__ASSIGNED TASK__
Please find all lines in the data that hold the string "below" and copy them.
# # # #
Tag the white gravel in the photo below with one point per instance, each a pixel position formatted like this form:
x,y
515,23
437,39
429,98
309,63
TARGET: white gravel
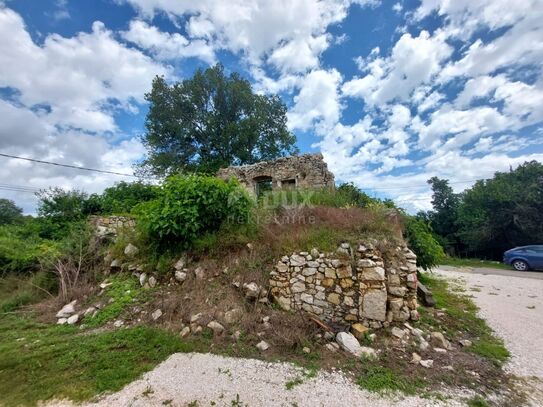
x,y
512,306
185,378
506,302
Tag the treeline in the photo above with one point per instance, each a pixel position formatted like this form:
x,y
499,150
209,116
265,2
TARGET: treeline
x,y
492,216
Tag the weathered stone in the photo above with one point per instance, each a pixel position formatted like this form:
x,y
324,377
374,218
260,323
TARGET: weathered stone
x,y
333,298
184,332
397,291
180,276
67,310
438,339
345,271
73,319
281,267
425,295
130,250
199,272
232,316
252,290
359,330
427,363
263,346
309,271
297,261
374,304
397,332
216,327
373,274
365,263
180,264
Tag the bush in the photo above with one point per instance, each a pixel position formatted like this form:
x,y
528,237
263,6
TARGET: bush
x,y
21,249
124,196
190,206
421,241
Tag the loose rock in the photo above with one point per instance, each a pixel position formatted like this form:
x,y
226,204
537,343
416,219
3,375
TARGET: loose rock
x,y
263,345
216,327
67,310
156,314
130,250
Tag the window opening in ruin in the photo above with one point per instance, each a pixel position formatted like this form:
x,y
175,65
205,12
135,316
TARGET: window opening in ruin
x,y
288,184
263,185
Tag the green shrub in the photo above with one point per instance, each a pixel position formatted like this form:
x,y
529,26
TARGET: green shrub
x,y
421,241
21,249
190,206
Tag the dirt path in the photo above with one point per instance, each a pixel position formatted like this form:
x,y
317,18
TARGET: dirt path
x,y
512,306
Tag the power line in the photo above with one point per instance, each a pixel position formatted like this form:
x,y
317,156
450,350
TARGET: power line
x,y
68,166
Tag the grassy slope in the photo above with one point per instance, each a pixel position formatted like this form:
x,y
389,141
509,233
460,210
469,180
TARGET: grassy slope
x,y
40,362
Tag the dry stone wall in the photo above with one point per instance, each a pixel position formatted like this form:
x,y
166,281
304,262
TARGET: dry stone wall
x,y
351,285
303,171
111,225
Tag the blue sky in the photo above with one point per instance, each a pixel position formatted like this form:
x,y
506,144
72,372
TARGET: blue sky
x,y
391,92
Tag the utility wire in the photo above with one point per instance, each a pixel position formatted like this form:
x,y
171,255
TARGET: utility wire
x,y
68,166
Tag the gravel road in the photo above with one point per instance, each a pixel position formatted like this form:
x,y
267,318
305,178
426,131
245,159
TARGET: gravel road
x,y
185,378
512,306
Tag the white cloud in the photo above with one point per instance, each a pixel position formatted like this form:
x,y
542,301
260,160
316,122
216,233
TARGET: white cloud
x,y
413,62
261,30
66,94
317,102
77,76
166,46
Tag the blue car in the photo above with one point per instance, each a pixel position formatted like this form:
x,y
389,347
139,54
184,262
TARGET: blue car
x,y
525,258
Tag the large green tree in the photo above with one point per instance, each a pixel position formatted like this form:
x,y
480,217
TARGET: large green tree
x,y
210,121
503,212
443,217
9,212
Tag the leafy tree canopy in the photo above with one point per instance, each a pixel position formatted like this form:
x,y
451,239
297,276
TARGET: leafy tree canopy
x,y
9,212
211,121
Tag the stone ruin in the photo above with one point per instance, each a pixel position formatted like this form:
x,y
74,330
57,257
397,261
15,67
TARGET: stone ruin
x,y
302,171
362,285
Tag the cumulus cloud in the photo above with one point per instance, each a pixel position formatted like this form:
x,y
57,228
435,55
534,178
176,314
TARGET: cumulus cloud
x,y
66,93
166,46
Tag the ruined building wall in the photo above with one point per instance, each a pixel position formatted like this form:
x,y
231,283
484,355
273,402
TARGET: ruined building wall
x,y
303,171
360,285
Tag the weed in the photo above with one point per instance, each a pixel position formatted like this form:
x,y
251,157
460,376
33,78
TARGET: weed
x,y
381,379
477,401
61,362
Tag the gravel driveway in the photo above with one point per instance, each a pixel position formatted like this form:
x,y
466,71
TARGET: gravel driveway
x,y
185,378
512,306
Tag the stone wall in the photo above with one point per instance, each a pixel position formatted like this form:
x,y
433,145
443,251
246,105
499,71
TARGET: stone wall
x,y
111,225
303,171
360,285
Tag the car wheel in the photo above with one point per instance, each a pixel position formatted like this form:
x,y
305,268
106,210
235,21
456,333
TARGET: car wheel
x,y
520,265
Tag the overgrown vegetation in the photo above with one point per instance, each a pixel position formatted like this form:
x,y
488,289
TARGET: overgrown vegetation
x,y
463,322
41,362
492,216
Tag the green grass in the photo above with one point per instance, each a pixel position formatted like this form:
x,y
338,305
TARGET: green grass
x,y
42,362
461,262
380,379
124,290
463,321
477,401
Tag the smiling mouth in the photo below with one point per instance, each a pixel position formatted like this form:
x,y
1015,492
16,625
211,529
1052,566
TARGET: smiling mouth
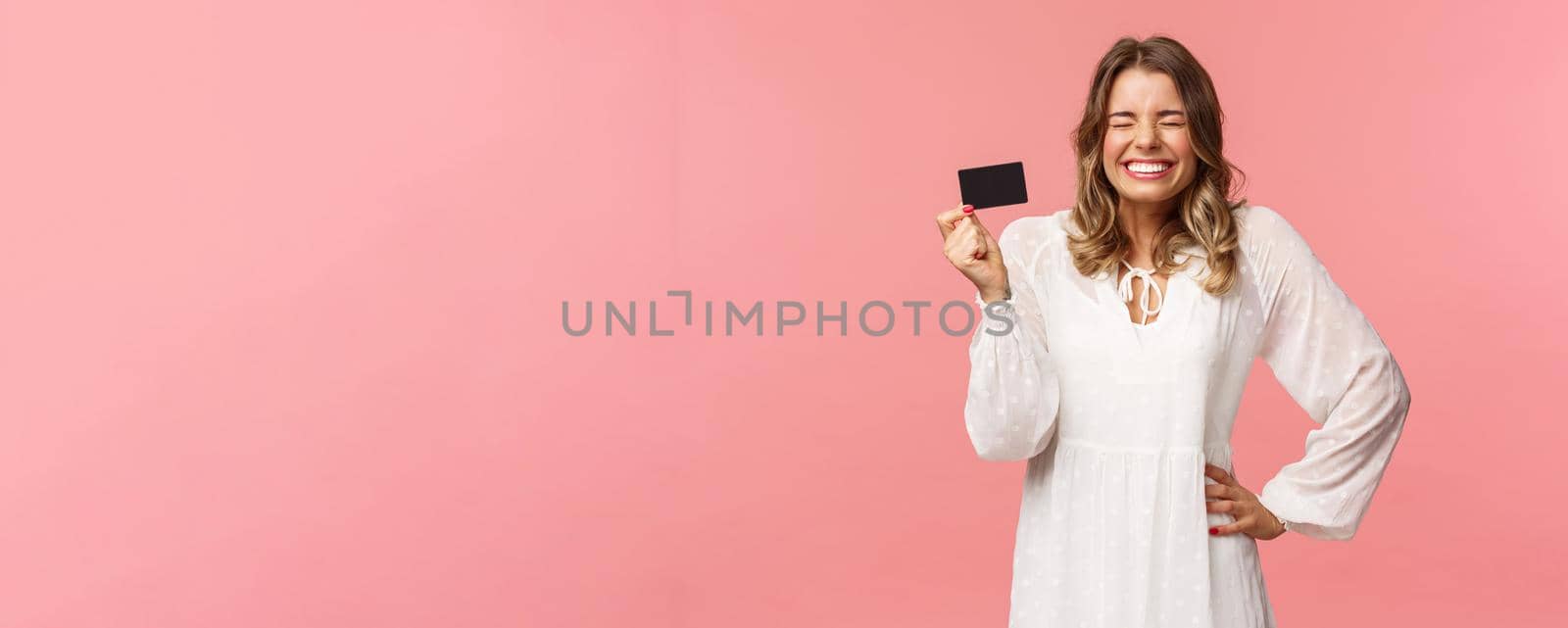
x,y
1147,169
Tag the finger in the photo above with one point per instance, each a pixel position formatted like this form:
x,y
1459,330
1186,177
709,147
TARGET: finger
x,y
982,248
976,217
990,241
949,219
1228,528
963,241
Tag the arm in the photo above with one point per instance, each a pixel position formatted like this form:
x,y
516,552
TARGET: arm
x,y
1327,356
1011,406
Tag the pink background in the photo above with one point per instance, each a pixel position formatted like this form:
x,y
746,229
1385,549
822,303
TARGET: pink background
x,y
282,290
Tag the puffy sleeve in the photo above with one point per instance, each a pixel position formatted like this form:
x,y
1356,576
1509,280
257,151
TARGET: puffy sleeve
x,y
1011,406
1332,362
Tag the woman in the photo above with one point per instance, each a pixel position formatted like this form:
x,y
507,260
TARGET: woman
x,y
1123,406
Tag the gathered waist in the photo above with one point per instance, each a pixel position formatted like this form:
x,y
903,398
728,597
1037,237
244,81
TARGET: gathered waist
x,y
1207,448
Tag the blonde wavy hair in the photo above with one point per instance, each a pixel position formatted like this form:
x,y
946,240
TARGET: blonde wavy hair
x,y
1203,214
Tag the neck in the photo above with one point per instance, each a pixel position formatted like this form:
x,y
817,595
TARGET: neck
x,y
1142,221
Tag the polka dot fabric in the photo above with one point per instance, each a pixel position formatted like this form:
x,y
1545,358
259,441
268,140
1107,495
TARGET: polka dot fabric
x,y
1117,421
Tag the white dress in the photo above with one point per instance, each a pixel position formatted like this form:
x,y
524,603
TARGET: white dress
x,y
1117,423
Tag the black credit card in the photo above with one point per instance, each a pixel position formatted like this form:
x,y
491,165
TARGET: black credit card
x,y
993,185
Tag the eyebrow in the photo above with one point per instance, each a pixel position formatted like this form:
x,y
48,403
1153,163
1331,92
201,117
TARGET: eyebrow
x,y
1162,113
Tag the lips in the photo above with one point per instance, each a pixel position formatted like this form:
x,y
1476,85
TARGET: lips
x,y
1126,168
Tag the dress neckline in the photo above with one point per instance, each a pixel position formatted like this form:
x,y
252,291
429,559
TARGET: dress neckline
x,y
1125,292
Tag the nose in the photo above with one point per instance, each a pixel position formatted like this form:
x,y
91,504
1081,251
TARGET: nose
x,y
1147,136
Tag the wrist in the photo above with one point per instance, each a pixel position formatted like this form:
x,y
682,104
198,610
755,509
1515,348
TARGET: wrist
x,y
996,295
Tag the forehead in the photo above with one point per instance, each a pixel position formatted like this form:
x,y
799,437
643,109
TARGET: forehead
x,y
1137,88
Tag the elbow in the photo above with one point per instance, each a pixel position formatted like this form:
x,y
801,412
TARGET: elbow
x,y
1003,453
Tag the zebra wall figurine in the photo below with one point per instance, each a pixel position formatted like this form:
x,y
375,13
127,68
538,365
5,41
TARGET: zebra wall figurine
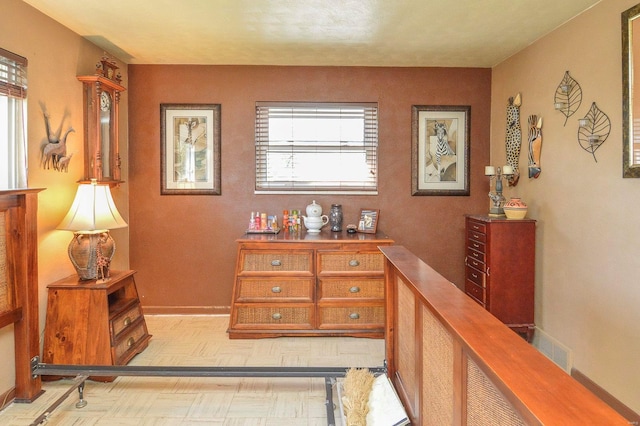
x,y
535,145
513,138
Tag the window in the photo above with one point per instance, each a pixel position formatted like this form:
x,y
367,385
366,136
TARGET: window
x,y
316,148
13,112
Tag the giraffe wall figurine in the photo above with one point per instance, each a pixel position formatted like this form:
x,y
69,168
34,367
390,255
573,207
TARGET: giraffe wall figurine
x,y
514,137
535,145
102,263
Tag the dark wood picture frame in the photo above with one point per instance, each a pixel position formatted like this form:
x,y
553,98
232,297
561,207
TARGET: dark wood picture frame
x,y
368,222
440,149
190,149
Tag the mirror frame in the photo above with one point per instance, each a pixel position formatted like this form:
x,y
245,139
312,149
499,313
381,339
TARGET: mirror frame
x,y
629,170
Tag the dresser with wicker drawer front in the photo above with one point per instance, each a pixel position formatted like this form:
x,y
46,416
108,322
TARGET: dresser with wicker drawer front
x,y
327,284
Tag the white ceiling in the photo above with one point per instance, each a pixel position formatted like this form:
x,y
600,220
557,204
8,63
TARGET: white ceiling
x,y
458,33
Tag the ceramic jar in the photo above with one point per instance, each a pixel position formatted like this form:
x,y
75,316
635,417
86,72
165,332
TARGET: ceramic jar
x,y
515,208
# # # #
__EXERCISE RESPONSE__
Tag the white gravel in the photo below with one point per instance, each a pixel position formatted like this form:
Tag the smiling mouth in the photo below with one point per instance, each a pixel position formatted like this form:
Tag the zebra wall figurine in the photo below with one point per instance, each a pixel position formatted like this form:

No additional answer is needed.